WRITTEN TASK >> Put every line of the records below into a numbered list, leaving out any blank lines.

Excerpts from a location annotation dataset

____________

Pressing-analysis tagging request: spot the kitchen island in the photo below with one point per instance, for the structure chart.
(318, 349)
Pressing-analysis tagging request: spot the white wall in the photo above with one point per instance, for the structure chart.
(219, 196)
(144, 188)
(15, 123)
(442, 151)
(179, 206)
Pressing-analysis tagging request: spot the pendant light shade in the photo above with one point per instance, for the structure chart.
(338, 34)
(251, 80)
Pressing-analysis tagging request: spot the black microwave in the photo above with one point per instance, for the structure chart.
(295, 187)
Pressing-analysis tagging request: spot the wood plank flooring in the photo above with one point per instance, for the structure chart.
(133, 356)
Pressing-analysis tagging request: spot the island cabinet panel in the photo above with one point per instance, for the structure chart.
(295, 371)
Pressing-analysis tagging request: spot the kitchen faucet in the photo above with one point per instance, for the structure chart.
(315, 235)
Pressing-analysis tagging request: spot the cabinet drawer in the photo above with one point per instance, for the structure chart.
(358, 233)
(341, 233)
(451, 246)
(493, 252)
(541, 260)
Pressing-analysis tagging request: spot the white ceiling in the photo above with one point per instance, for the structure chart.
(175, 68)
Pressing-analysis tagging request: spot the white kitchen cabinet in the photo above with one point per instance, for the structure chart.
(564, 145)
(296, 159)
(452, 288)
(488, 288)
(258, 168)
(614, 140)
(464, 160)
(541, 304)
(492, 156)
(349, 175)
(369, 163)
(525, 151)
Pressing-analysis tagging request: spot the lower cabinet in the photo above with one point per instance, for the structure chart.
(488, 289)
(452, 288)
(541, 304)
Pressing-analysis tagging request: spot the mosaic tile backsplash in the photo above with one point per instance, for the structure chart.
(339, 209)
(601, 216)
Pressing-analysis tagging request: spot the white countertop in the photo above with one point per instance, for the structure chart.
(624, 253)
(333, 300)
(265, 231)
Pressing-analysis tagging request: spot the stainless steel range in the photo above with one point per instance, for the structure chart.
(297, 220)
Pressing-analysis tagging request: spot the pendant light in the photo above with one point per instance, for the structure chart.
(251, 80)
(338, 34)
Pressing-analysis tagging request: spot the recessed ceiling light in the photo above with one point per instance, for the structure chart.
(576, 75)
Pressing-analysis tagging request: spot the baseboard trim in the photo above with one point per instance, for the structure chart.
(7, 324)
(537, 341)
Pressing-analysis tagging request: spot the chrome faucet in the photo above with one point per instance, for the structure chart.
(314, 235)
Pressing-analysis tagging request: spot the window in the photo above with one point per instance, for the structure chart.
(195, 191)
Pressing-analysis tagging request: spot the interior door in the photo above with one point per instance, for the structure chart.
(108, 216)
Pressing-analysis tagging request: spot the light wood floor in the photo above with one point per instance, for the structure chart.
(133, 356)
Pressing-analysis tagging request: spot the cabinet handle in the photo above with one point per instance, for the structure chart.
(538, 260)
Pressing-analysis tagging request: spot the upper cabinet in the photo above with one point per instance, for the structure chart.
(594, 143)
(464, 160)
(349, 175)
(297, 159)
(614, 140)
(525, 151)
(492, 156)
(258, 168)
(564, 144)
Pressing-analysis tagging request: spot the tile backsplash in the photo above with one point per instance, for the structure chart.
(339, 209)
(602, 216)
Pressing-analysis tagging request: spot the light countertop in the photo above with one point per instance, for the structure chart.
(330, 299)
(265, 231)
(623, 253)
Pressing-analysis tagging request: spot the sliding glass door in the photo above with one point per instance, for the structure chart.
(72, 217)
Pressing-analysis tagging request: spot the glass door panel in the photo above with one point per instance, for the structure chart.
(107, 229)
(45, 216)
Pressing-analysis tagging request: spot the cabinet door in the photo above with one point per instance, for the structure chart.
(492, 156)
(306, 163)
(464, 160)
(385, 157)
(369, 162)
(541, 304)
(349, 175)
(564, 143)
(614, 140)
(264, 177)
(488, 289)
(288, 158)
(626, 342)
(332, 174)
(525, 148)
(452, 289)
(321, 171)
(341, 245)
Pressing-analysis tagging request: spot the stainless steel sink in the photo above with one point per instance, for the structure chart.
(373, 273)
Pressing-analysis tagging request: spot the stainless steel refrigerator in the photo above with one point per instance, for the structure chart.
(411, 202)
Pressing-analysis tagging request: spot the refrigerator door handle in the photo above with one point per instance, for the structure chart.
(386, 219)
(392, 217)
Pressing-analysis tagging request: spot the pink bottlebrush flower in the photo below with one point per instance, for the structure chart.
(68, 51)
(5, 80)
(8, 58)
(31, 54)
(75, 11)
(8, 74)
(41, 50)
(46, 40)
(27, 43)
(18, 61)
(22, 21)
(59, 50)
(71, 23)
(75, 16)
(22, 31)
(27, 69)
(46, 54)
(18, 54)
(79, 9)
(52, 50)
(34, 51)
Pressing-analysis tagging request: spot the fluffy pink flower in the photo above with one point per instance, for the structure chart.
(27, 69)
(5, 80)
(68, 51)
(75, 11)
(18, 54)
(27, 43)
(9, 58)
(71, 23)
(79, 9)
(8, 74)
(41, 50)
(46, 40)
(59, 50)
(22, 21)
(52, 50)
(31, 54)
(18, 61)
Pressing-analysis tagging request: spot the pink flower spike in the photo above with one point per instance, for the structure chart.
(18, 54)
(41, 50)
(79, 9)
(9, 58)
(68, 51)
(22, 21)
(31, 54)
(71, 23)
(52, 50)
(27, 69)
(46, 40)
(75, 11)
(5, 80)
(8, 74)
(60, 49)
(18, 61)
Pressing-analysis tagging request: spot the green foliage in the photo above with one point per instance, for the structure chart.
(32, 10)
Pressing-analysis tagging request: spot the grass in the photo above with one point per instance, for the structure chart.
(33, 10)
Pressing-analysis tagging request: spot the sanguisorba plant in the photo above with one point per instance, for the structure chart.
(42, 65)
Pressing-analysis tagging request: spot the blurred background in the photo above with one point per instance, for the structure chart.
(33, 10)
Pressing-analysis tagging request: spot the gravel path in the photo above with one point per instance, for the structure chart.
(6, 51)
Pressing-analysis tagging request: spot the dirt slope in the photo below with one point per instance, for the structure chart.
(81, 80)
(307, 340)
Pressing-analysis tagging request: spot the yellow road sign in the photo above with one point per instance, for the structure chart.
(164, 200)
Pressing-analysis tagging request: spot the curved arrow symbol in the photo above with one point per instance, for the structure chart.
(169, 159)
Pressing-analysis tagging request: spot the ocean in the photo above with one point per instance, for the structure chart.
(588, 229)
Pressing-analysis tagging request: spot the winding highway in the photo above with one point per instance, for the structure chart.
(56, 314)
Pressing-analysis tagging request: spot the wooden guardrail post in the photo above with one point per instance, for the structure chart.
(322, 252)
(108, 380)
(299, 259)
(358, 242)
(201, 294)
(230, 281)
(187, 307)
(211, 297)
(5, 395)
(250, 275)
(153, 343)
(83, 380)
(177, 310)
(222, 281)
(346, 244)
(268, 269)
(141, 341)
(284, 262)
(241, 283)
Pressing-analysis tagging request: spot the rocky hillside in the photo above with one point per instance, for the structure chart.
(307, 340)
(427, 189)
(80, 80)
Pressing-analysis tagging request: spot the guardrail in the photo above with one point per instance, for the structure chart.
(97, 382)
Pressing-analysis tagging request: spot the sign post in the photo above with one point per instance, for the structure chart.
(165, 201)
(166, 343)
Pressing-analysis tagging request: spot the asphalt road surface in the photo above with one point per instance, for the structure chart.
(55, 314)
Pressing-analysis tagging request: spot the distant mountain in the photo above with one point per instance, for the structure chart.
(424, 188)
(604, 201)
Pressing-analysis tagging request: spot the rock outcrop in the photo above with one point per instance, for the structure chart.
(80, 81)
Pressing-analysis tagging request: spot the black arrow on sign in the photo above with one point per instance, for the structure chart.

____________

TASK SOLUTION >>
1. Pressing-analysis tagging request: spot the kitchen island in the photo below with one point per instance, for the structure chart.
2. (318, 349)
3. Pressing-analysis tagging request: spot the white wall in the photo above with one point per instance, for the structure chart.
4. (219, 196)
5. (144, 188)
6. (15, 123)
7. (442, 151)
8. (179, 206)
9. Pressing-analysis tagging request: spot the pendant light shade in the photo above with one point per instance, for the structure chart.
10. (338, 34)
11. (251, 80)
12. Pressing-analysis tagging request: spot the black microwave in the photo above with one point per instance, for the structure chart.
13. (295, 187)
14. Pressing-analysis tagging request: spot the wood plank flooring in the photo above with one point per instance, for the structure chart.
15. (133, 356)
16. Pressing-analysis tagging request: spot the island cabinet panel in the photo above with one point per instance, for the structure chart.
17. (295, 371)
18. Pressing-analysis tagging request: spot the kitchen faucet in the photo above with one point per instance, for the structure chart.
19. (315, 235)
20. Pressing-analysis tagging request: spot the cabinet drawer in the photo above with one point per instance, for the structure chart.
21. (358, 233)
22. (341, 233)
23. (451, 246)
24. (493, 252)
25. (541, 260)
26. Pressing-analysis tagging request: spot the white ceiling in the photo above with one point per instance, for the structure chart.
27. (175, 68)
28. Pressing-analysis tagging request: spot the white kitchen cabinet in the photo above with one point per instance, for the structure chart.
29. (564, 145)
30. (296, 159)
31. (452, 288)
32. (488, 288)
33. (258, 168)
34. (614, 140)
35. (464, 160)
36. (541, 304)
37. (492, 156)
38. (349, 175)
39. (369, 163)
40. (525, 151)
41. Pressing-analysis tagging request: spot the lower cabinet in the photo above with one point per instance, for the structure chart.
42. (488, 289)
43. (452, 288)
44. (541, 304)
45. Pressing-analysis tagging request: spot the mosaic tile backsplash in the photo above with one point per instance, for the structure chart.
46. (339, 209)
47. (601, 216)
48. Pressing-analysis tagging request: spot the white countertop in the photo above with one point per instance, for the structure chart.
49. (624, 253)
50. (333, 300)
51. (265, 231)
52. Pressing-analysis tagging request: spot the stainless steel range in the photo above with one point per instance, for the structure chart.
53. (297, 220)
54. Pressing-analysis tagging request: spot the pendant light in the photo above with one point per instance, for the structure chart.
55. (251, 80)
56. (338, 34)
57. Pressing-analysis tagging request: spot the recessed ceiling light in the photo above with one point per instance, for the structure chart.
58. (576, 75)
59. Pressing-analysis tagging request: spot the baseboard trim in the photo above with one point per instance, for the structure chart.
60. (7, 324)
61. (537, 341)
62. Pressing-analysis tagging request: spot the chrome faucet in the photo above with one point per instance, for the structure chart.
63. (314, 235)
64. Pressing-analysis tagging request: spot the window in the photo above with one point per instance, for the structure chart.
65. (195, 191)
66. Pressing-analysis tagging request: spot the interior door in the photo above with one point per instance, for the structure chart.
67. (108, 216)
68. Pressing-analysis tagging request: spot the light wood floor in the photo above with one point per instance, for the structure chart.
69. (133, 356)
70. Pressing-analysis tagging request: spot the cabinet handle in the photo above with one point per instance, for the structure chart.
71. (538, 260)
72. Pressing-analysis tagging request: spot the upper cabinet in the photo above with one point per instance, for the structure chart.
73. (594, 143)
74. (464, 160)
75. (349, 175)
76. (297, 159)
77. (614, 140)
78. (525, 151)
79. (492, 156)
80. (258, 168)
81. (564, 144)
82. Pressing-analysis tagging request: spot the tile backsplash in the photo above with one point per instance, for the structure chart.
83. (339, 209)
84. (602, 216)
85. Pressing-analysis tagging request: spot the light countertop in the photo above with one point per instance, for the structure chart.
86. (330, 299)
87. (265, 231)
88. (623, 253)
89. Pressing-analysis tagging request: spot the sliding glass door in the photo above with one point per instance, for the structure chart.
90. (72, 217)
91. Pressing-analysis tagging request: spot the glass door panel in the photo above with one point per instance, for the structure chart.
92. (107, 229)
93. (45, 216)
94. Pressing-analysis tagging request: spot the cabinet door in the photo above with one point per instance, for the structure chart.
95. (492, 156)
96. (306, 163)
97. (464, 160)
98. (385, 157)
99. (369, 162)
100. (541, 304)
101. (349, 175)
102. (564, 143)
103. (614, 140)
104. (264, 177)
105. (488, 289)
106. (288, 158)
107. (626, 342)
108. (332, 174)
109. (525, 148)
110. (452, 289)
111. (321, 171)
112. (341, 245)
113. Pressing-analysis tagging request: spot the stainless steel sink in the photo above with one point per instance, for the structure chart.
114. (373, 273)
115. Pressing-analysis tagging request: spot the stainless steel refrigerator in the photo above with one point per instance, for the structure chart.
116. (411, 202)
117. Pressing-analysis tagging request: spot the refrigerator door handle in the photo above with one point per instance, for the structure chart.
118. (386, 219)
119. (392, 217)
120. Pressing-analysis tagging request: spot the pink bottlebrush flower in the photo below with one point per instance, for the structure chart.
121. (68, 51)
122. (5, 80)
123. (8, 58)
124. (31, 54)
125. (75, 11)
126. (8, 74)
127. (41, 50)
128. (46, 40)
129. (27, 43)
130. (18, 61)
131. (22, 21)
132. (59, 50)
133. (71, 23)
134. (75, 16)
135. (22, 31)
136. (27, 69)
137. (46, 54)
138. (18, 54)
139. (79, 9)
140. (52, 50)
141. (34, 51)
142. Pressing-analysis tagging request: spot the fluffy pink flower in the photo above with one point per instance, for the structure chart.
143. (27, 69)
144. (5, 80)
145. (68, 51)
146. (75, 11)
147. (18, 54)
148. (27, 43)
149. (9, 58)
150. (71, 23)
151. (79, 9)
152. (8, 74)
153. (41, 50)
154. (46, 40)
155. (59, 50)
156. (22, 21)
157. (52, 50)
158. (31, 54)
159. (18, 61)
160. Pressing-analysis tagging request: spot the pink flower spike in the photo above with one point per instance, for the structure chart.
161. (18, 54)
162. (41, 50)
163. (79, 9)
164. (9, 58)
165. (68, 51)
166. (22, 21)
167. (31, 54)
168. (71, 23)
169. (52, 50)
170. (27, 69)
171. (46, 40)
172. (75, 11)
173. (5, 80)
174. (8, 74)
175. (60, 49)
176. (18, 61)
177. Pressing-analysis tagging request: spot the green foliage in the photo above with one point per instance, for the structure chart.
178. (32, 10)
179. Pressing-analysis tagging request: spot the grass in the photo above with one point per instance, for the structure chart.
180. (33, 10)
181. Pressing-analysis tagging request: spot the sanguisorba plant in the photo above with one point per instance, for the structure chart.
182. (42, 65)
183. Pressing-analysis tagging request: spot the blurred background in the photo above with one point per instance, for the structure chart.
184. (33, 10)
185. Pressing-analysis tagging request: spot the gravel path in the photo above with one point per instance, for the structure chart.
186. (6, 51)
187. Pressing-analysis tagging request: spot the dirt slope in the photo below with one point per instance, for the structure chart.
188. (81, 80)
189. (307, 340)
190. Pressing-analysis tagging request: spot the yellow road sign in the photo above with one point per instance, for the structure chart.
191. (164, 200)
192. Pressing-analysis tagging request: spot the curved arrow symbol in the photo above with one point per instance, for the structure chart.
193. (169, 159)
194. Pressing-analysis tagging request: spot the ocean in the photo above with one point per instance, for the structure chart.
195. (588, 229)
196. Pressing-analysis tagging request: spot the winding highway in the photo above with one point per instance, for the structure chart.
197. (56, 314)
198. Pressing-analysis tagging request: spot the wooden guardrail post in the photo above with one point per instance, for the structure chart.
199. (322, 252)
200. (108, 380)
201. (299, 259)
202. (358, 242)
203. (201, 294)
204. (230, 281)
205. (187, 307)
206. (211, 297)
207. (5, 395)
208. (250, 275)
209. (153, 343)
210. (83, 380)
211. (177, 310)
212. (222, 281)
213. (346, 244)
214. (268, 269)
215. (141, 341)
216. (284, 262)
217. (241, 283)
218. Pressing-analysis tagging request: spot the rocky hillside in the photo above with one point per instance, for the structure chart.
219. (307, 340)
220. (427, 189)
221. (80, 80)
222. Pressing-analysis tagging request: spot the guardrail in the photo above with one point per instance, for the structure chart.
223. (97, 382)
224. Pressing-analysis tagging request: spot the sign post in the photo above with one point per instance, for the structure chart.
225. (165, 201)
226. (166, 343)
227. Pressing-analysis tagging request: spot the asphalt road surface in the photo above with one point per instance, for the structure chart.
228. (55, 314)
229. Pressing-analysis tagging request: spot the distant mountain in the photo above with one point per instance, for the structure chart.
230. (424, 188)
231. (604, 201)
232. Pressing-analysis tagging request: spot the rock outcrop in the photo above with one point per instance, for the structure chart.
233. (80, 81)
234. Pressing-analysis tagging request: spot the black arrow on sign in the photo above with one point per instance, for the structure chart.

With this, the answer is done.